(Items stored from a collection)
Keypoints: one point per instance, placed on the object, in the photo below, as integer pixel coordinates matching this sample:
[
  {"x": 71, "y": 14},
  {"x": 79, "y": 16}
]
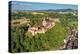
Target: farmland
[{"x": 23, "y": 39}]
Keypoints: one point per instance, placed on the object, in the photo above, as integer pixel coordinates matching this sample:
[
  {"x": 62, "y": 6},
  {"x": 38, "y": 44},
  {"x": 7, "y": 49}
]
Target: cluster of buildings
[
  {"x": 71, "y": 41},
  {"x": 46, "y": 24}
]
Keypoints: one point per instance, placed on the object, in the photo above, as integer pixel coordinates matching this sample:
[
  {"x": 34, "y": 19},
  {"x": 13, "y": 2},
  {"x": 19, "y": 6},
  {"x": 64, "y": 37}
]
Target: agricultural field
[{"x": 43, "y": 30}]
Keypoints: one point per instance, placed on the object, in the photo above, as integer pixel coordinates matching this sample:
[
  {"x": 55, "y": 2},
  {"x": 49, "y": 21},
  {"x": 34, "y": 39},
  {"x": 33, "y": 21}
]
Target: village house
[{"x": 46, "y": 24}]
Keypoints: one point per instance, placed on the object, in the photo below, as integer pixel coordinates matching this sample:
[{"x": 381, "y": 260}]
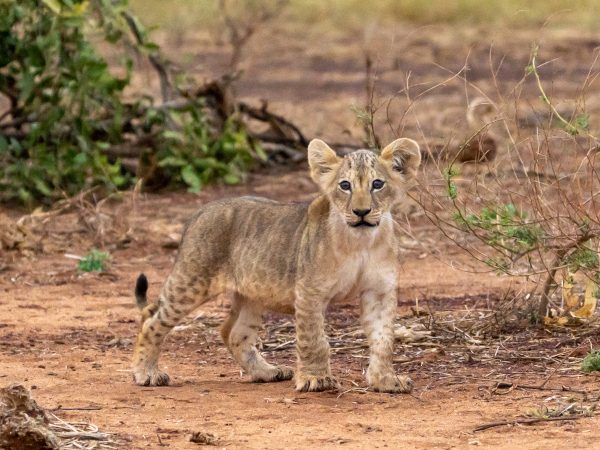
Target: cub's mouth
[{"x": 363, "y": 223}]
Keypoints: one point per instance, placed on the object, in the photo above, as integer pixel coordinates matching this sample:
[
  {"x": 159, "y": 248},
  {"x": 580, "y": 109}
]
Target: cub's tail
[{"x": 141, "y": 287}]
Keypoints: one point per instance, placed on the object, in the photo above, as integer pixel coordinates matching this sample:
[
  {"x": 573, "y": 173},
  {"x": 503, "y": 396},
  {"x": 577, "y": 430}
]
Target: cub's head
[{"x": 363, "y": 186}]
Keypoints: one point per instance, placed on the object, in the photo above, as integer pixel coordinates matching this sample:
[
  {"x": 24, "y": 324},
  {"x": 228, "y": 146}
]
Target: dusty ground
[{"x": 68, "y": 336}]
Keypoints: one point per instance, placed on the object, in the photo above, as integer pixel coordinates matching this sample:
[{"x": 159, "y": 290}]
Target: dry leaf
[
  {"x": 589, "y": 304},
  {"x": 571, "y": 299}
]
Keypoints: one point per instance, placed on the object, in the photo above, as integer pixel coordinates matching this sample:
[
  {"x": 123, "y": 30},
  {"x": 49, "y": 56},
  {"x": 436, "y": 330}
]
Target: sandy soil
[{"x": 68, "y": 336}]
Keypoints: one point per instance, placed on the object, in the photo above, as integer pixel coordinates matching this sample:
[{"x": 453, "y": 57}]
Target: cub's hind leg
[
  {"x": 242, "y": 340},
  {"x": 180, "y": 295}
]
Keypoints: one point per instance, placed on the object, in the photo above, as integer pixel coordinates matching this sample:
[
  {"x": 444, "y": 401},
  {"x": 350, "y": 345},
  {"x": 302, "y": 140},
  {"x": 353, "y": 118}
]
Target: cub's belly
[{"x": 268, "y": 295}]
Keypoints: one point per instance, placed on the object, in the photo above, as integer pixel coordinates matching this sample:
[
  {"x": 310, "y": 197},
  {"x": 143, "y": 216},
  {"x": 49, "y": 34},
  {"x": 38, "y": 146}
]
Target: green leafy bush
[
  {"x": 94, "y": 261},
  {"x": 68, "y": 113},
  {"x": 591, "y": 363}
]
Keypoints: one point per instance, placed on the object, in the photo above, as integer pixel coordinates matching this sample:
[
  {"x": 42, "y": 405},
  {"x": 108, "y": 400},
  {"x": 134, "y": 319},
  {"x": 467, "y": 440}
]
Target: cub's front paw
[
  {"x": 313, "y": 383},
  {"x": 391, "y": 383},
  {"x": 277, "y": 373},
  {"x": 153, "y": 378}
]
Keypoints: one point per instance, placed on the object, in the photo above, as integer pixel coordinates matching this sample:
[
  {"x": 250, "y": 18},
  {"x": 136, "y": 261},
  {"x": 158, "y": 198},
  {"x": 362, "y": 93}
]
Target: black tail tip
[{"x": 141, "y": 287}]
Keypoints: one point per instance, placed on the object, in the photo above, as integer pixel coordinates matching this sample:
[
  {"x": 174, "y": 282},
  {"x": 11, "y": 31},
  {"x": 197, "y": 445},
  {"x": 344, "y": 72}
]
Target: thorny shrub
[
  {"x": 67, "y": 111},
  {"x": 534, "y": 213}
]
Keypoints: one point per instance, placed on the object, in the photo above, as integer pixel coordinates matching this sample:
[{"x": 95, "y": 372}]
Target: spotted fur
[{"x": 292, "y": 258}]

---

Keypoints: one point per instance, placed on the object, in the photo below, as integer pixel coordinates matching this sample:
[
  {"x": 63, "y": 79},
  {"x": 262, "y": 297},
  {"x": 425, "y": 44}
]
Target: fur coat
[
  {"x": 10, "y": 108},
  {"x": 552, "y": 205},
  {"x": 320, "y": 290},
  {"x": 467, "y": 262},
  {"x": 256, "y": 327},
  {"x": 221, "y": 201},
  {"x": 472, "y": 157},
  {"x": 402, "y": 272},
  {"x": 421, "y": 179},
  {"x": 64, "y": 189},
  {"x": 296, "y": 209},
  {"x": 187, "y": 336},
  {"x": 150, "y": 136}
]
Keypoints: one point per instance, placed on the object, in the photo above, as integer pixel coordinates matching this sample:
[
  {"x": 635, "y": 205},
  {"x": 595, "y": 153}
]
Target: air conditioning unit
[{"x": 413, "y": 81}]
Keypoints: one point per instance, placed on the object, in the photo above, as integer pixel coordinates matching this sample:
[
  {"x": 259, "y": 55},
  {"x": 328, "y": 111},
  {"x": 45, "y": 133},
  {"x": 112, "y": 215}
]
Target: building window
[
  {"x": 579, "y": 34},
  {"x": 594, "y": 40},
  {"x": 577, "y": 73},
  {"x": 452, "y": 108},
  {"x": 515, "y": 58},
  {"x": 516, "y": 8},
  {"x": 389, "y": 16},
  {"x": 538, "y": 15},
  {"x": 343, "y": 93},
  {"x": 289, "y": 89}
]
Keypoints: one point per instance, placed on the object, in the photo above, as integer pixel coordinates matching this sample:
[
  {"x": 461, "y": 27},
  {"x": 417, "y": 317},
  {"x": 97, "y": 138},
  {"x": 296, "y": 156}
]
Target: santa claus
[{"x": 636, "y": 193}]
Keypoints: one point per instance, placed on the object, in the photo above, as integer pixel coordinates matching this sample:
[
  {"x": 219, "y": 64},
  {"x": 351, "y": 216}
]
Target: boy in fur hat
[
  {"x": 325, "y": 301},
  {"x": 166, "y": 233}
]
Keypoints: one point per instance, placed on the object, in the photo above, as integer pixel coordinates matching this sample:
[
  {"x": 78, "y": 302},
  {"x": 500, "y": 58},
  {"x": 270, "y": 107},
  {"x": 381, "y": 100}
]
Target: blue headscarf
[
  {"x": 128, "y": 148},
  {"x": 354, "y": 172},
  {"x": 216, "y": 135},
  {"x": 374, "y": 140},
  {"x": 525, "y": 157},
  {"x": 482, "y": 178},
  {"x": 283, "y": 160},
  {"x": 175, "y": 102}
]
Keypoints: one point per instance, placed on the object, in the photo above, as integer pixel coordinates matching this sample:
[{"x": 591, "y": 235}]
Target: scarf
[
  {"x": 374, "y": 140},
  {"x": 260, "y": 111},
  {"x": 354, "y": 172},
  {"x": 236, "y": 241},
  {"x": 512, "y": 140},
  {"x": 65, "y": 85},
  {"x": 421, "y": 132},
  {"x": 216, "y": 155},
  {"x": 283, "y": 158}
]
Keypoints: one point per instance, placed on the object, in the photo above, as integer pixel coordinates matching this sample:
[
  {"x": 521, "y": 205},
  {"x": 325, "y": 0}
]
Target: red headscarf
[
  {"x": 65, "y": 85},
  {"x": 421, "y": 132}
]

▶ [Exercise brief]: Extract every line of the entries above that contains the string "headscarf", treating uppercase and lowercase letters as distinct.

▶ [Output]:
Target: blue headscarf
Target: red headscarf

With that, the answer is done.